*** RECORDS FOR THE TASK Section Begins ***
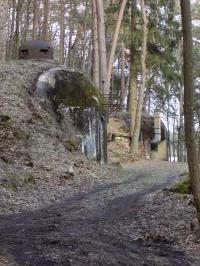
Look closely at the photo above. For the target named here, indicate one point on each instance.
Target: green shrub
(183, 187)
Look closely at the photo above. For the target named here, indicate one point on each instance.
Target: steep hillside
(39, 151)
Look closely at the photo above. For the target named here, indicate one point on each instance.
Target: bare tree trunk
(95, 53)
(123, 85)
(188, 101)
(35, 18)
(102, 47)
(62, 31)
(181, 130)
(45, 29)
(143, 81)
(27, 21)
(3, 28)
(133, 74)
(114, 44)
(17, 28)
(12, 29)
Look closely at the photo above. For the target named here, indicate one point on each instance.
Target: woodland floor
(124, 217)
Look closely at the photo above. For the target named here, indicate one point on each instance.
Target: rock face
(39, 132)
(71, 95)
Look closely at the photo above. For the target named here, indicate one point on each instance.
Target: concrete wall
(161, 153)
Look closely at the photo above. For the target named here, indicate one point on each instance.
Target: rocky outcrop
(39, 133)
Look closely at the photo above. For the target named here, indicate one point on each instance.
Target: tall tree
(114, 44)
(95, 53)
(188, 101)
(3, 28)
(45, 29)
(133, 74)
(140, 101)
(102, 47)
(62, 31)
(35, 18)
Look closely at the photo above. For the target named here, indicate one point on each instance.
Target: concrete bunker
(80, 100)
(153, 140)
(36, 49)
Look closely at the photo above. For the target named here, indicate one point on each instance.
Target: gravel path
(125, 218)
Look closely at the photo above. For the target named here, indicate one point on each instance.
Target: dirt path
(120, 221)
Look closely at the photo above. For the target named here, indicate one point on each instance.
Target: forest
(102, 98)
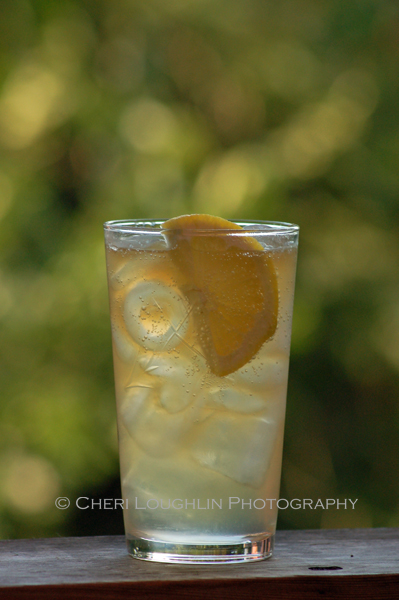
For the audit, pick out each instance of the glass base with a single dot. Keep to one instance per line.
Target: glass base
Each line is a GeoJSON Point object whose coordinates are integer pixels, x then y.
{"type": "Point", "coordinates": [206, 554]}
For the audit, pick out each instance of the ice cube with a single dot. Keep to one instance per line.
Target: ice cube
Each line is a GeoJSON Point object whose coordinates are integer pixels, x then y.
{"type": "Point", "coordinates": [238, 447]}
{"type": "Point", "coordinates": [156, 316]}
{"type": "Point", "coordinates": [263, 370]}
{"type": "Point", "coordinates": [125, 348]}
{"type": "Point", "coordinates": [236, 399]}
{"type": "Point", "coordinates": [155, 430]}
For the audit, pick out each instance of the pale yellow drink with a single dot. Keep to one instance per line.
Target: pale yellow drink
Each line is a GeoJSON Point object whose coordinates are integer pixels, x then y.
{"type": "Point", "coordinates": [200, 452]}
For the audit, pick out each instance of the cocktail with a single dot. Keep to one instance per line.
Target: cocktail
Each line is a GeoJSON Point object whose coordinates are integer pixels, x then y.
{"type": "Point", "coordinates": [201, 312]}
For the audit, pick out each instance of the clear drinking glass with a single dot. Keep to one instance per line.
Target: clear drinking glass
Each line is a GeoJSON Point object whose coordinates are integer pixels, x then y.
{"type": "Point", "coordinates": [200, 433]}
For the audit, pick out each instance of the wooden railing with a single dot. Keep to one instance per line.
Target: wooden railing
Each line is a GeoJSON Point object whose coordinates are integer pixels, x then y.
{"type": "Point", "coordinates": [324, 564]}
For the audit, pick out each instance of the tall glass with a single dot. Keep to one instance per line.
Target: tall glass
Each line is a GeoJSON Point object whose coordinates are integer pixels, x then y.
{"type": "Point", "coordinates": [200, 445]}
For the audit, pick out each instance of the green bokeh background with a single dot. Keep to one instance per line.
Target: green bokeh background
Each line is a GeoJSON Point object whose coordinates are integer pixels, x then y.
{"type": "Point", "coordinates": [250, 109]}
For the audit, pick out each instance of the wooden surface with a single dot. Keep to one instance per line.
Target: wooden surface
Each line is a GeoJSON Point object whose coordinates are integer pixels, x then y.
{"type": "Point", "coordinates": [357, 563]}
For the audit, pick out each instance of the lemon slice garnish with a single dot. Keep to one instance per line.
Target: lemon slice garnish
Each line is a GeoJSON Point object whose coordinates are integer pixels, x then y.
{"type": "Point", "coordinates": [231, 285]}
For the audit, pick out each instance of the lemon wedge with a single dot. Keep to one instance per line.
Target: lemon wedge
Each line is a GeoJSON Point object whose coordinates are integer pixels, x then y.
{"type": "Point", "coordinates": [231, 285]}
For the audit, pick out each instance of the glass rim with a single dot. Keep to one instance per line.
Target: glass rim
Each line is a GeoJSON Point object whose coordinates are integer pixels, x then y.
{"type": "Point", "coordinates": [153, 226]}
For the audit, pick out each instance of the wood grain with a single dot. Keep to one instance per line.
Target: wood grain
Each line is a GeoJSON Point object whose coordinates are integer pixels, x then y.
{"type": "Point", "coordinates": [362, 563]}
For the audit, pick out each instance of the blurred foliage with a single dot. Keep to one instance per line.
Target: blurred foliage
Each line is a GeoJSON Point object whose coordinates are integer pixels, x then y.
{"type": "Point", "coordinates": [243, 108]}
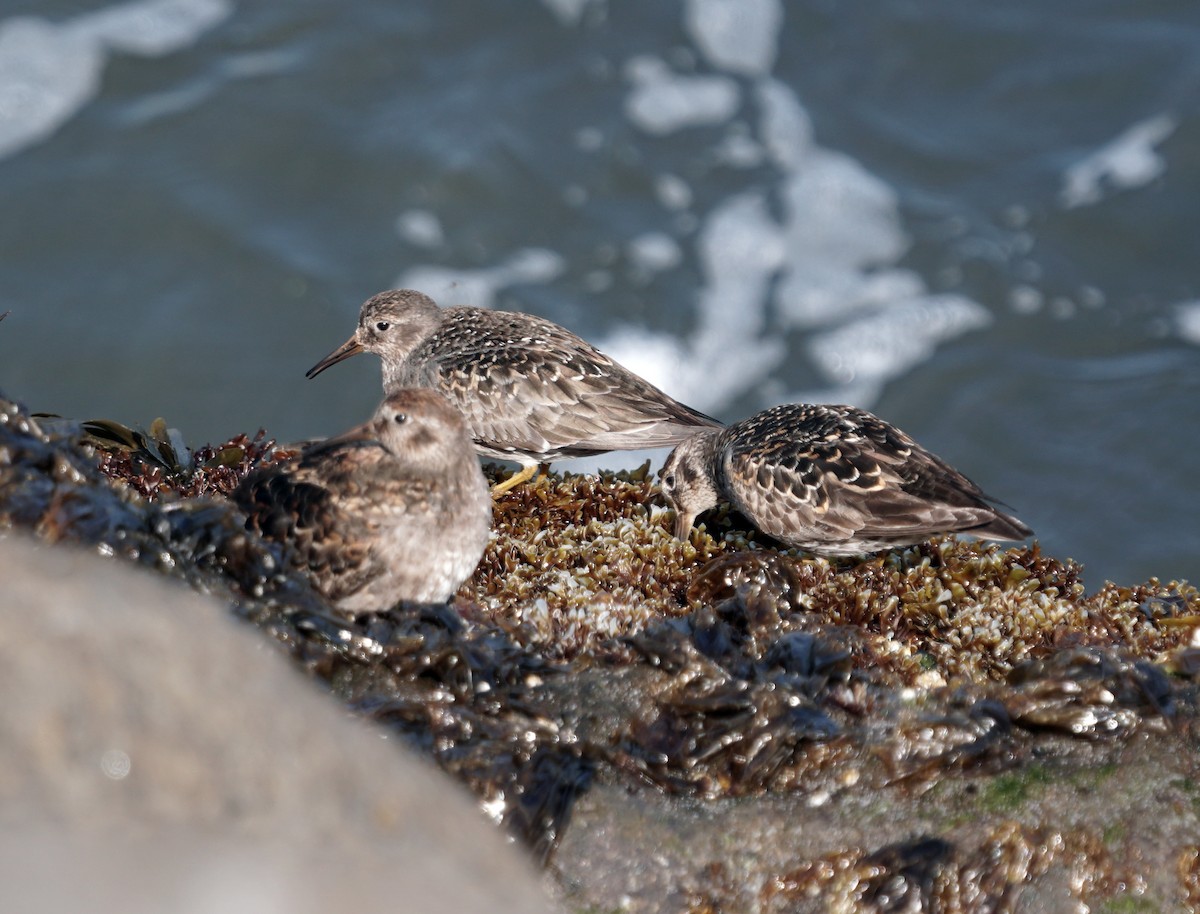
*** RECORDS FOR THE TASK Section Ends ***
◆ **EXERCISE DETAILS**
Wherever the word "foliage" appears in the listing above, copy the whole line.

◆ **ANSWER TO THIS EXERCISE**
For the audit, pick out each instance of the blurred foliage with a single dot. Keep to one instance per line.
Target: blurred foliage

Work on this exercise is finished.